* **Provided text**

=== Section Start ===

Dining in Antwerp
Belgium's kinship to brewing figures high in the country's culture and regional differences give way to local flavors. Antwerp has its own brewery, De Koninck (The King), and its light-amber beer is drunk in a special 8 oz. glass. Some prefer the beer in a smaller glass called a prinske (prince).
In the past, every household had a bottle of Elixir d'Anvers in its medicine cabinet, a homemade remedy respected for its healing properties. Touted as strong enough to cure a horse, its use was endorsed by Louis Pasteur. It consists of 32 different kinds of herbs; saffron gives it a yellow color. Nowadays, it's simply a popular aperitif.
Worstenbrood (sausage in bread) is typically eaten the Monday following January 6th. Tradition dictated that corporations and guilds hold annual meetings at the beginning of the year, after which people didn't return to work, leading to verloren maandag (Lost Monday). The butcher offered employees sausages and the baker, bread—hence, worstenbrood was born. Over time, it became a ritual among laborers.
Turning to the more exotic, paling in 't groen (eel in green sauce) is cooked in a special sauce with an assortment of herbs. Fricadellen met krieken (meatloaf smothered with sour cherries and a lot of sugar) is popular during holidays or feasts.

=== Section End ===

* **Exercise brief**
List every term in the Antwerp dining text that is followed by an English rendering in parentheses, and give that rendering for each.

(Referring expression pointing data)
=== Section Start ===

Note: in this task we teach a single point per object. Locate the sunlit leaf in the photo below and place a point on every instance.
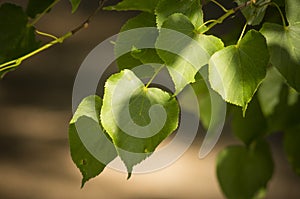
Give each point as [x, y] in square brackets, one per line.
[242, 172]
[135, 56]
[183, 50]
[252, 126]
[136, 118]
[269, 91]
[142, 5]
[284, 44]
[254, 13]
[236, 71]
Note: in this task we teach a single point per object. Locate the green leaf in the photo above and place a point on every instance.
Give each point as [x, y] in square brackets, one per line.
[254, 13]
[142, 5]
[243, 172]
[136, 56]
[284, 44]
[91, 149]
[236, 71]
[269, 91]
[75, 4]
[291, 146]
[192, 9]
[184, 54]
[136, 118]
[35, 7]
[252, 126]
[16, 38]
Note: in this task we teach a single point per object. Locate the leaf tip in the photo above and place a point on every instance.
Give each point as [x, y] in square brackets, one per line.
[129, 175]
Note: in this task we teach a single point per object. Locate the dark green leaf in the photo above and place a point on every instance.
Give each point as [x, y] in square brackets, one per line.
[254, 13]
[184, 54]
[136, 56]
[35, 7]
[236, 71]
[142, 5]
[91, 149]
[243, 172]
[269, 91]
[284, 44]
[75, 4]
[292, 147]
[136, 118]
[192, 9]
[252, 126]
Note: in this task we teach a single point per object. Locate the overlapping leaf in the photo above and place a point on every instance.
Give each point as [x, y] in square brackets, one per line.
[236, 71]
[136, 118]
[269, 91]
[91, 149]
[135, 56]
[192, 9]
[142, 5]
[184, 51]
[284, 44]
[242, 172]
[255, 12]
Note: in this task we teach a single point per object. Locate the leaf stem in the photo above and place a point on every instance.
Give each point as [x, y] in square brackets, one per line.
[155, 74]
[281, 14]
[227, 14]
[16, 62]
[220, 5]
[39, 16]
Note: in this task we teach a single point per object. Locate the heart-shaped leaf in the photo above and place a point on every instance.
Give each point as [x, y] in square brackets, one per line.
[136, 118]
[284, 44]
[184, 51]
[242, 172]
[91, 149]
[252, 126]
[192, 9]
[236, 71]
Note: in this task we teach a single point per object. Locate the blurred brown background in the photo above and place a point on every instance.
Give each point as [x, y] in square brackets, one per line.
[35, 108]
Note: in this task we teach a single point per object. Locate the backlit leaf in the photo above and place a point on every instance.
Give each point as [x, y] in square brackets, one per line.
[184, 51]
[254, 13]
[236, 71]
[91, 149]
[284, 44]
[136, 118]
[191, 8]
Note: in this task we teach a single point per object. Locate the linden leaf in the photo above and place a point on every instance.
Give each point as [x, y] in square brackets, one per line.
[236, 71]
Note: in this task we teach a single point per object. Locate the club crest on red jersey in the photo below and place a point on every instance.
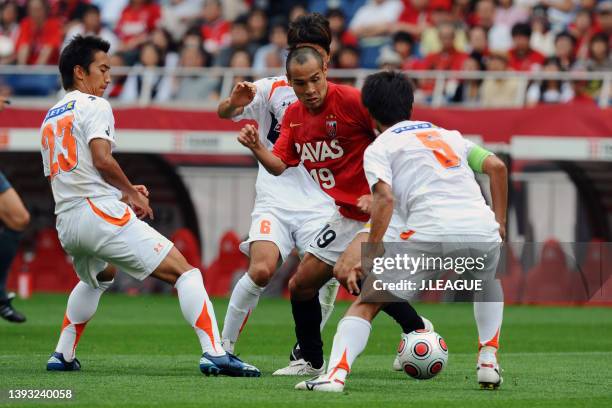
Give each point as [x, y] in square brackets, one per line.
[331, 126]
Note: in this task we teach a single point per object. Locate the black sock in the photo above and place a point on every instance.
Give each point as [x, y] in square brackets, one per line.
[307, 317]
[405, 315]
[9, 242]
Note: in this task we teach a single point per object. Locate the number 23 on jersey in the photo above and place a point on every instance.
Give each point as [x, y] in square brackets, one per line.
[60, 140]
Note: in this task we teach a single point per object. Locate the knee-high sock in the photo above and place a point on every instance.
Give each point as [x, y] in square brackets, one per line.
[350, 340]
[82, 305]
[307, 318]
[9, 242]
[242, 303]
[327, 297]
[198, 311]
[489, 312]
[405, 315]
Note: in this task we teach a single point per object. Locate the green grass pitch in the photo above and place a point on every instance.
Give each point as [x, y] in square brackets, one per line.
[138, 351]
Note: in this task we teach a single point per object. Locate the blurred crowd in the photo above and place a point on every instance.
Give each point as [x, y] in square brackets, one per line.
[474, 35]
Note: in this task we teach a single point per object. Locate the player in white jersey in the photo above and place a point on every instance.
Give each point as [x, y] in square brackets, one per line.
[428, 173]
[98, 212]
[289, 210]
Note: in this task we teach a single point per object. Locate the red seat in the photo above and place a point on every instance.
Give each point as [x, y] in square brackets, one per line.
[186, 242]
[219, 274]
[52, 271]
[513, 279]
[550, 280]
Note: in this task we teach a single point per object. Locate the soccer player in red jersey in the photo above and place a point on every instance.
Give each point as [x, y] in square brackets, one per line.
[327, 130]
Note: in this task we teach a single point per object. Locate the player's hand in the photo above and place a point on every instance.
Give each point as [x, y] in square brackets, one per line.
[249, 137]
[242, 94]
[364, 203]
[353, 278]
[140, 204]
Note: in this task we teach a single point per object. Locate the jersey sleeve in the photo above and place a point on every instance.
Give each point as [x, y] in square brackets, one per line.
[99, 122]
[257, 108]
[284, 148]
[376, 165]
[476, 155]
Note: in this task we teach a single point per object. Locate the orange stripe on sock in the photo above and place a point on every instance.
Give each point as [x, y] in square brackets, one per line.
[244, 322]
[120, 222]
[342, 365]
[204, 323]
[494, 342]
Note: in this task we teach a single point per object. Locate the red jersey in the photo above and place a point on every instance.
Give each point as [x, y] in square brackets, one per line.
[330, 145]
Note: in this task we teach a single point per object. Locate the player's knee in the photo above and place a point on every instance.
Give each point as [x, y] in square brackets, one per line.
[260, 273]
[20, 220]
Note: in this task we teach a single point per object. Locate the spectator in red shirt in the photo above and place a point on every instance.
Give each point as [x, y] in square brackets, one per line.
[522, 57]
[40, 37]
[215, 30]
[137, 20]
[448, 59]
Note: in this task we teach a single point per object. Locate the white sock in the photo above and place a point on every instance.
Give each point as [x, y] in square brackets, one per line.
[350, 340]
[198, 311]
[242, 303]
[489, 313]
[82, 305]
[327, 297]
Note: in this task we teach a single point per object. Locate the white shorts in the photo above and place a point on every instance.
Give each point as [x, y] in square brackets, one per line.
[103, 231]
[334, 236]
[286, 228]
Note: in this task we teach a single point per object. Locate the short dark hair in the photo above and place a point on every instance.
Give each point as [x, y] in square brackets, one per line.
[80, 51]
[388, 96]
[301, 55]
[523, 29]
[310, 28]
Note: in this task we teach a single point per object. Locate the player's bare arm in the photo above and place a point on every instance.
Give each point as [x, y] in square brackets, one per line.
[498, 181]
[112, 173]
[249, 138]
[242, 94]
[381, 210]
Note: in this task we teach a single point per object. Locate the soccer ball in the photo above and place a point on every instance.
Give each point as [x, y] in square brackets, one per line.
[422, 354]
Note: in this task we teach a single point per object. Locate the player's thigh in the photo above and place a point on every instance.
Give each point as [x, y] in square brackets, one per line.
[349, 258]
[271, 225]
[311, 275]
[263, 261]
[13, 213]
[364, 310]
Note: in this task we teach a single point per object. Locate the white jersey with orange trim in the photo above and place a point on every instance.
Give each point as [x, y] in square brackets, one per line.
[295, 189]
[66, 132]
[435, 189]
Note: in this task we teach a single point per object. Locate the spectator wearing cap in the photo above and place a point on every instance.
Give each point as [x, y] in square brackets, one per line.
[499, 37]
[542, 37]
[582, 29]
[40, 36]
[565, 45]
[499, 92]
[430, 38]
[550, 91]
[240, 39]
[142, 86]
[215, 29]
[91, 24]
[138, 19]
[522, 57]
[274, 54]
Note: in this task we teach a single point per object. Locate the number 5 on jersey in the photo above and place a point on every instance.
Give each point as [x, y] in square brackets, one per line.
[67, 158]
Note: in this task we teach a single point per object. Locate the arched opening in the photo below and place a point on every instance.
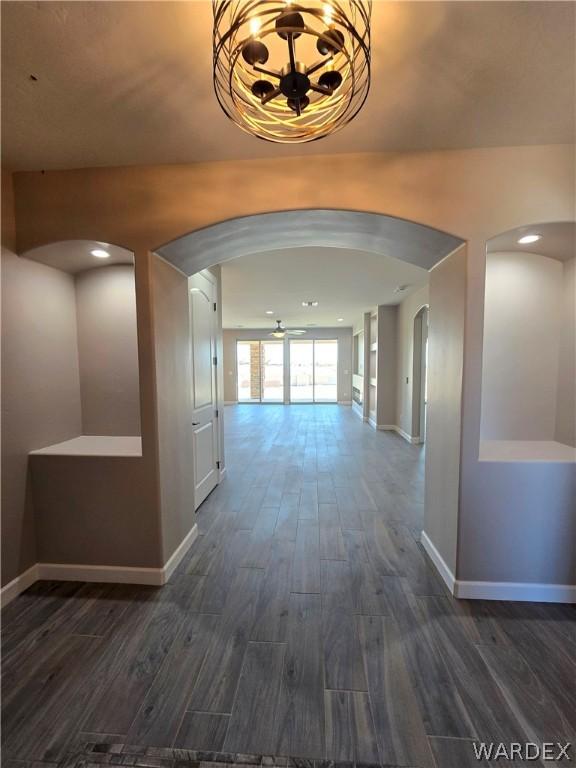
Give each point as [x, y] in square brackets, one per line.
[91, 484]
[337, 240]
[528, 397]
[419, 375]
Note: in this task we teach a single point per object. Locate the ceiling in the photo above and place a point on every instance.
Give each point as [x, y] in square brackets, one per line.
[345, 283]
[74, 256]
[557, 240]
[124, 83]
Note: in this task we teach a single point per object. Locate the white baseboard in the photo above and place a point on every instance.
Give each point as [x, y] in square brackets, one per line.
[114, 574]
[407, 437]
[515, 591]
[18, 585]
[358, 410]
[176, 557]
[441, 565]
[498, 590]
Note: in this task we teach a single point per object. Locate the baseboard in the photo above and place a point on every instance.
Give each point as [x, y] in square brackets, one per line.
[115, 574]
[407, 437]
[507, 591]
[358, 410]
[438, 561]
[109, 574]
[18, 585]
[516, 591]
[176, 557]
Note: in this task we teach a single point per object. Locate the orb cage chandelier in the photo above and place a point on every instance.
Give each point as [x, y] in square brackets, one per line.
[291, 72]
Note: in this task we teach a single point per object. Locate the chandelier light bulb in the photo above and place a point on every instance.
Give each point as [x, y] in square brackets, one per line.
[255, 25]
[291, 73]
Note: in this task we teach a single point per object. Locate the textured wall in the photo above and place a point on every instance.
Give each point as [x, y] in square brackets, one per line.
[108, 351]
[40, 386]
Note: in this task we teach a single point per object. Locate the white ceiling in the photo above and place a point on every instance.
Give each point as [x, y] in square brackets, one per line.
[123, 83]
[74, 256]
[557, 240]
[345, 283]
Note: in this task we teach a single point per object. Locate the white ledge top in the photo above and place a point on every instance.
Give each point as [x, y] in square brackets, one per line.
[94, 445]
[526, 450]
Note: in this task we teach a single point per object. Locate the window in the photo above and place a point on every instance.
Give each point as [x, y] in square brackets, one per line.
[260, 371]
[313, 370]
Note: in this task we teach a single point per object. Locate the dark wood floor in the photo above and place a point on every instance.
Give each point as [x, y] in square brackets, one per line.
[305, 621]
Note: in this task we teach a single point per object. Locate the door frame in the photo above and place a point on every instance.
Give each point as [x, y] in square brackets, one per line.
[419, 373]
[216, 367]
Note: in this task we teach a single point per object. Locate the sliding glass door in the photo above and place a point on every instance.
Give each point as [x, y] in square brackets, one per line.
[313, 370]
[301, 371]
[325, 371]
[272, 357]
[260, 371]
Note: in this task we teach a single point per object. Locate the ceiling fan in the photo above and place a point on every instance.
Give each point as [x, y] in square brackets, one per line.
[279, 332]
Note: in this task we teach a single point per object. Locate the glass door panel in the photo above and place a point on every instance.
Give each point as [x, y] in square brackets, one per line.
[325, 370]
[301, 371]
[248, 371]
[272, 359]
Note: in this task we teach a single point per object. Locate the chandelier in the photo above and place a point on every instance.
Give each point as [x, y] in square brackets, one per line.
[291, 72]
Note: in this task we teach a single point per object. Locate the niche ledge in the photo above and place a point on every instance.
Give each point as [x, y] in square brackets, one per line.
[94, 445]
[526, 451]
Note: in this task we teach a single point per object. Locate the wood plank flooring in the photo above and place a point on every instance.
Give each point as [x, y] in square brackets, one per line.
[305, 621]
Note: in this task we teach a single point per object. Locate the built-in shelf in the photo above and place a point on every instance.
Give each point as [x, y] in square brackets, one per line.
[526, 451]
[94, 445]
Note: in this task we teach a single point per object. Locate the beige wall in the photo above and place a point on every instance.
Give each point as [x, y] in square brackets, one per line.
[344, 336]
[474, 194]
[108, 351]
[447, 293]
[407, 311]
[565, 431]
[173, 382]
[522, 323]
[40, 385]
[386, 376]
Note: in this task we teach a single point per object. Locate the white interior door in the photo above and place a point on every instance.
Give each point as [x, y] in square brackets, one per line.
[204, 413]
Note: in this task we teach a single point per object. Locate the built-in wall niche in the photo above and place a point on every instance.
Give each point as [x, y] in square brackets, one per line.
[103, 368]
[529, 375]
[358, 370]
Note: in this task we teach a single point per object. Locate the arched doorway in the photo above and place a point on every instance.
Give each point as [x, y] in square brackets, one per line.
[419, 374]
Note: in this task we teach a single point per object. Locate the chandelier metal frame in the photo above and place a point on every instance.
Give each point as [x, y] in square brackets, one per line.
[298, 101]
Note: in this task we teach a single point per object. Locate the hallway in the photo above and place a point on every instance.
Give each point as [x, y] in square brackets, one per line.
[305, 621]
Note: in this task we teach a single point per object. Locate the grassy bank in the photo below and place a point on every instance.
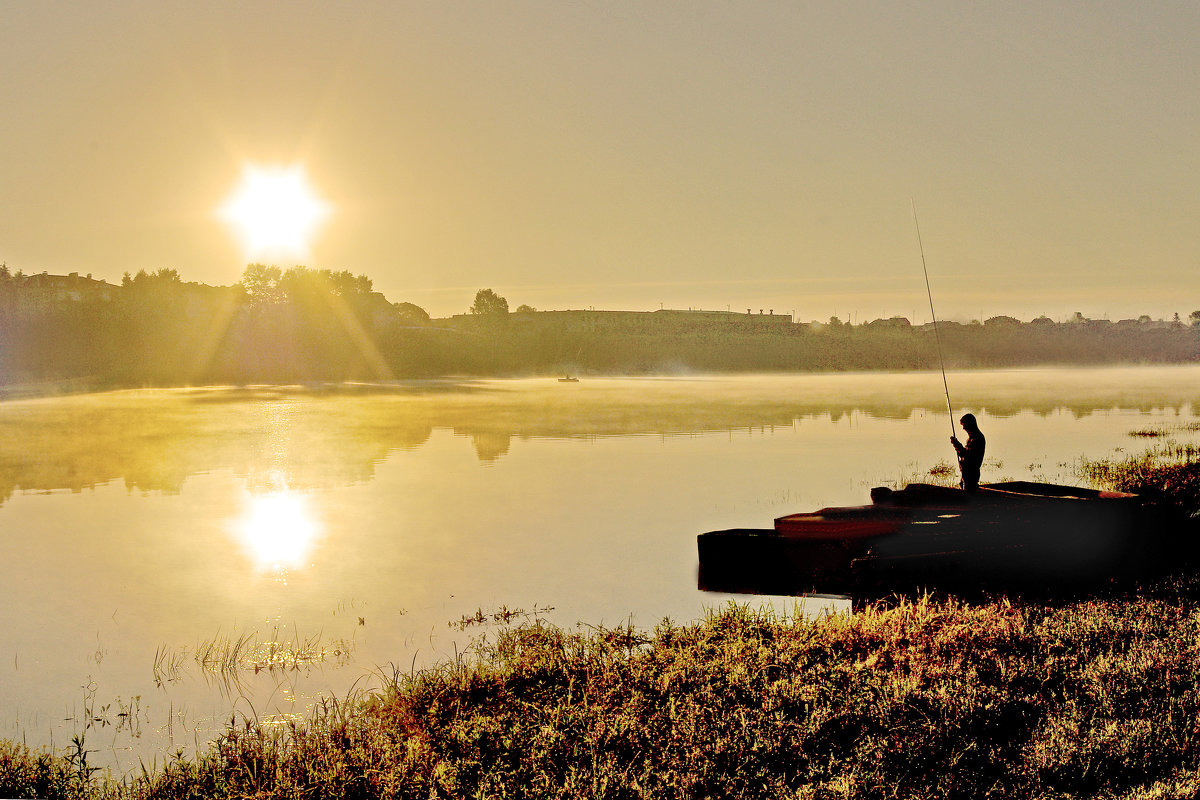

=== Section End ===

* **Response box**
- De Koninck: The King
- prinske: prince
- Worstenbrood: sausage in bread
- verloren maandag: Lost Monday
- paling in 't groen: eel in green sauce
- Fricadellen met krieken: meatloaf smothered with sour cherries and a lot of sugar